[PAGE EXCERPT]:
■ ■ ■ ■ ■ ■ ■

Truth again

What point does truth have? It’s like a badge of courage I wear these days but ultimately alienating and fruitless. It serves no end, except allowing me to feel “I dare” and know the deal of myself and life.

I’ve come to the conclusion, after speculating on this before, that indeed most people are prone to greater delusion than myself. And when you stand amongst them, daring to speak the truth of yourself and your life, they pity you. They think your life is particularly bad because you speak of things as they are, fair and square. Even though the only difference is that you don’t spin yourself the yarn of “I never wanted those things anyway”, “These bad personality traits I got are quite great actually” or “Me and my partner are very happy” (when you feel like walking on tightrope every day for fear of provoking an argument or losing the person, for example). I recently witnessed a fellow truth-speaker among a crowd of delusionists. I recognised the wisdom of this person’s words, but most people saw fit to pity and teach the person the error of having an unideal life. No doubt majority of them having unideal lives themselves, but pretending they don’t not to lose in social status.  It takes courage to make yourself vulnerable, first to your own judgement and then to the loss in social status that comes with saying your life ain’t no joyride. My badge of courage says “I recognise the yarns I tell myself. I quench them with the truth” but what is the purpose of it all?

■ ■ ■ ■ ■ ■ ■

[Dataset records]
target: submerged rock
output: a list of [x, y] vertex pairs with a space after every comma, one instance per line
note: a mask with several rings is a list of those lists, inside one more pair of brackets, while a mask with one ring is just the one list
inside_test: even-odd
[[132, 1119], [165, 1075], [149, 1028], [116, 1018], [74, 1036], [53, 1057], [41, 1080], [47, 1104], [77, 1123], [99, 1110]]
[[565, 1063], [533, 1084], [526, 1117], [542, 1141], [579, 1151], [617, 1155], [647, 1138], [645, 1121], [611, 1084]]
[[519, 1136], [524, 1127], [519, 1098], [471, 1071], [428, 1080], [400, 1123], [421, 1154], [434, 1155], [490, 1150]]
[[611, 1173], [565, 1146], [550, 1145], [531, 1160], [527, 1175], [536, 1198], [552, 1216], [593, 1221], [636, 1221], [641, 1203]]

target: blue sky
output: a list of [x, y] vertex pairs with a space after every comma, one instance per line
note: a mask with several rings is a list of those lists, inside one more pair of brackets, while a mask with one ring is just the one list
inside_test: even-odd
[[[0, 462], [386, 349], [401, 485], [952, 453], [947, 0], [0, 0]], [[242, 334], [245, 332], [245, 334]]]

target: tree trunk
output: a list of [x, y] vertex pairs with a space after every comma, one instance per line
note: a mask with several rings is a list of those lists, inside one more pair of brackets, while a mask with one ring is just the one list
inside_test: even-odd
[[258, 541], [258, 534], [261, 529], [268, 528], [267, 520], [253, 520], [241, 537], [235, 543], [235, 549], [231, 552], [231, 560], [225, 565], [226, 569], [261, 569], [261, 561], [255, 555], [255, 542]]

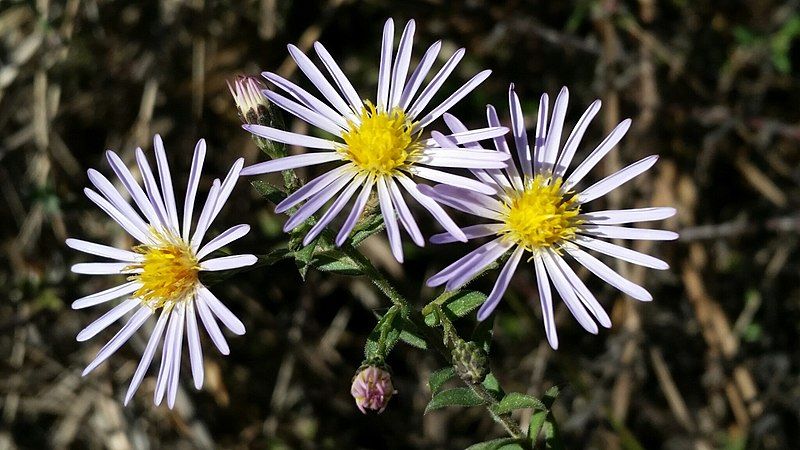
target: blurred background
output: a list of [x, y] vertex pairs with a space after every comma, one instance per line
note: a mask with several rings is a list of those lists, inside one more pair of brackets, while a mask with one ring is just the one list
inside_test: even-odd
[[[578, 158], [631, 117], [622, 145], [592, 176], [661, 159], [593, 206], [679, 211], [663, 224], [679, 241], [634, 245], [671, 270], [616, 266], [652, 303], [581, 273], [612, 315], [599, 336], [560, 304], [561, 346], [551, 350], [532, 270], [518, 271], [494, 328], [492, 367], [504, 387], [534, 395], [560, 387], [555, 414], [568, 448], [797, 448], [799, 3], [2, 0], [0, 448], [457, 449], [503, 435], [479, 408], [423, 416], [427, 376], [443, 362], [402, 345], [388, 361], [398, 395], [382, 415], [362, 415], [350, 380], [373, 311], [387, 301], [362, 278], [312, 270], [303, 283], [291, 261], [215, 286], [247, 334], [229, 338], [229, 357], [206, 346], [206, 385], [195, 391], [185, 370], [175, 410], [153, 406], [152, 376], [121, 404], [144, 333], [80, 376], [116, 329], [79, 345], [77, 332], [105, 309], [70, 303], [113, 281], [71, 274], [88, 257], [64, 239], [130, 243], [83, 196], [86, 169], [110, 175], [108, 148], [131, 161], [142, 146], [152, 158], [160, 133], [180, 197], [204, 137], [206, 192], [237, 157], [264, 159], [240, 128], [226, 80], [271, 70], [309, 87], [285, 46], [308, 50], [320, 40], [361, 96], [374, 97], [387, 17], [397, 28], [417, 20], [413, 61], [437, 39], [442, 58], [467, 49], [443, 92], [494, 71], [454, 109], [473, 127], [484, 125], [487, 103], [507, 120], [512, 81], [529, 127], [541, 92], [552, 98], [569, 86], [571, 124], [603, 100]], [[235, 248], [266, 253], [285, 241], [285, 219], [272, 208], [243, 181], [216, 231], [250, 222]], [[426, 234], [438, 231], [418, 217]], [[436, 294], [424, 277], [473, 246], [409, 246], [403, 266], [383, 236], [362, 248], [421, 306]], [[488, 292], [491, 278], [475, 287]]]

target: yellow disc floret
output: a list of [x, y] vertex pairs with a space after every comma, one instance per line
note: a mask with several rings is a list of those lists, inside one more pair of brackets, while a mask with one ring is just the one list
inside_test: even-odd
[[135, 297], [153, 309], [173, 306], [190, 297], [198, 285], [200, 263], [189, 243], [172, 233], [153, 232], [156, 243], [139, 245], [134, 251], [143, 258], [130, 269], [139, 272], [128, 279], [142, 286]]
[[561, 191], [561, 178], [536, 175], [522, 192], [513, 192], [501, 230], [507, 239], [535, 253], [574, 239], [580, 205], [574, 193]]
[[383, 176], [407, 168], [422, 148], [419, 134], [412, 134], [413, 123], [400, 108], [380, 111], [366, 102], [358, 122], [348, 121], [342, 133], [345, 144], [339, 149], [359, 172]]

■ ■ ■ ■ ■ ■ ■

[EXERCISE AIM]:
Answer these questions about the piece on truth.
1. Besides calling truth a badge of courage, what two words does the writer use to describe it in the opening paragraph?
2. Whom did the writer recently witness among a crowd of delusionists?
3. What does the writer's badge of courage say?
The entries are separate from the piece on truth and not connected to it.

[EXERCISE RESPONSE]:
1. Alienating and fruitless.
2. A fellow truth-speaker.
3. "I recognise the yarns I tell myself. I quench them with the truth."